RECORDS PROVIDED:

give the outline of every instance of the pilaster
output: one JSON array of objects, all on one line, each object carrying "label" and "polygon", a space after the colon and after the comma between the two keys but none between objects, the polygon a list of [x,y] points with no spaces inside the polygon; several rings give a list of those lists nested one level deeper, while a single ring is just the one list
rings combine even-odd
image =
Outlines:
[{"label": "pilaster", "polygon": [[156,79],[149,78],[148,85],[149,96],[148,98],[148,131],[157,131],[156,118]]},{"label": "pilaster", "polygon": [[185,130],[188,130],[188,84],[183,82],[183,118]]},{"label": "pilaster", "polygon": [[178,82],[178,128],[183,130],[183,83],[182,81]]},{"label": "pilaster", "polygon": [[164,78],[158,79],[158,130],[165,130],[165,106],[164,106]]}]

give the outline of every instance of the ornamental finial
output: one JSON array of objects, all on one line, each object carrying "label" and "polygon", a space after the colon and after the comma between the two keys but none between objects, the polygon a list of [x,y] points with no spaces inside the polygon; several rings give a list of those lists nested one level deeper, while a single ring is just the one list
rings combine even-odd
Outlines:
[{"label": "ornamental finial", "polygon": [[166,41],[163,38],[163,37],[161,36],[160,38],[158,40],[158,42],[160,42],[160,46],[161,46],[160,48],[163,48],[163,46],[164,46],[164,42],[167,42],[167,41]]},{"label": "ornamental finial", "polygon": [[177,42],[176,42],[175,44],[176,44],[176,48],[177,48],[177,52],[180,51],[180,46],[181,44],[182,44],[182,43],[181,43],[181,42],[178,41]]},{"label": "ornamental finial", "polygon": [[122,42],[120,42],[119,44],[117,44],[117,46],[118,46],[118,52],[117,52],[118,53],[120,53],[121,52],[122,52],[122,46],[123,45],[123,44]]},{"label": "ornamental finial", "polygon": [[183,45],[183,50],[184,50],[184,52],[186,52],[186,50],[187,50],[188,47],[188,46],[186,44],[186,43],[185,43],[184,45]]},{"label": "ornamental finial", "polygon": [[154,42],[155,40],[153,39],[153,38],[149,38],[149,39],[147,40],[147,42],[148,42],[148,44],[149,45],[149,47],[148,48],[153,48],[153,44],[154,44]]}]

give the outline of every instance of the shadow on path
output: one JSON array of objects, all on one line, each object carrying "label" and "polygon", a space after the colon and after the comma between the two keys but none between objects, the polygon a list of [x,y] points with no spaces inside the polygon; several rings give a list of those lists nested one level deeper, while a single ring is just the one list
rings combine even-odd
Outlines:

EXERCISE DESCRIPTION: Rewrite all of the lines above as a JSON list of strings, one string per line, omitting any blank lines.

CORRECT RESPONSE:
[
  "give the outline of every instance of the pilaster",
  "output: one JSON array of objects, all on one line, each object carrying \"label\" and \"polygon\", a space after the colon and after the comma between the two keys but none between objects, the polygon a list of [x,y] points with no spaces inside the polygon; several rings give a list of those lists nested one level deeper, while a single ring is just the one list",
  "rings combine even-odd",
  "image =",
  "Outlines:",
  "[{\"label\": \"pilaster\", \"polygon\": [[156,79],[149,78],[148,85],[149,96],[148,98],[148,131],[157,131],[156,118]]},{\"label\": \"pilaster\", \"polygon\": [[185,130],[188,130],[188,84],[183,82],[183,118]]},{\"label\": \"pilaster\", \"polygon\": [[178,82],[178,128],[183,130],[183,83],[182,81]]},{\"label\": \"pilaster\", \"polygon\": [[164,78],[158,79],[158,130],[165,130],[165,106],[164,106]]}]",
  "give the outline of every instance of the ornamental finial",
  "output: one JSON array of objects, all on one line, each object carrying \"label\" and \"polygon\", a space after the colon and after the comma between the two keys but none between objects, the polygon a list of [x,y] points with no spaces inside the polygon; several rings give a list of those lists nested one level deeper, while a single ring is just the one list",
  "rings combine even-odd",
  "Outlines:",
  "[{\"label\": \"ornamental finial\", \"polygon\": [[166,41],[163,38],[163,37],[161,36],[160,38],[158,40],[158,42],[160,42],[160,46],[161,46],[160,48],[163,48],[163,46],[164,46],[164,42],[167,42],[167,41]]},{\"label\": \"ornamental finial\", \"polygon\": [[177,42],[176,42],[175,44],[176,44],[176,48],[177,48],[177,52],[180,51],[180,46],[181,44],[182,44],[182,43],[181,43],[181,42],[178,41]]},{\"label\": \"ornamental finial\", \"polygon\": [[122,42],[120,42],[119,44],[117,44],[117,46],[118,46],[118,52],[117,52],[118,53],[120,53],[121,52],[122,52],[122,46],[123,45],[123,44]]},{\"label\": \"ornamental finial\", \"polygon\": [[183,45],[183,50],[184,50],[184,52],[186,52],[186,50],[187,50],[188,47],[188,46],[186,44],[186,43],[185,43],[184,45]]},{\"label\": \"ornamental finial\", \"polygon\": [[154,42],[155,40],[153,39],[153,38],[149,38],[149,39],[147,40],[147,42],[148,42],[148,44],[149,45],[149,47],[148,48],[153,48],[153,44],[154,44]]}]",
  "give the outline of every instance of the shadow on path",
  "output: one JSON array of objects, all on one line, each object carrying \"label\" and \"polygon\", a space after the colon and after the comma between the two keys but none between objects, the polygon a list of [x,y] points with no spaces inside the polygon; several rings give a list of those lists nested one level deeper, while a single ring is just the one list",
  "rings combine even-odd",
  "Outlines:"
]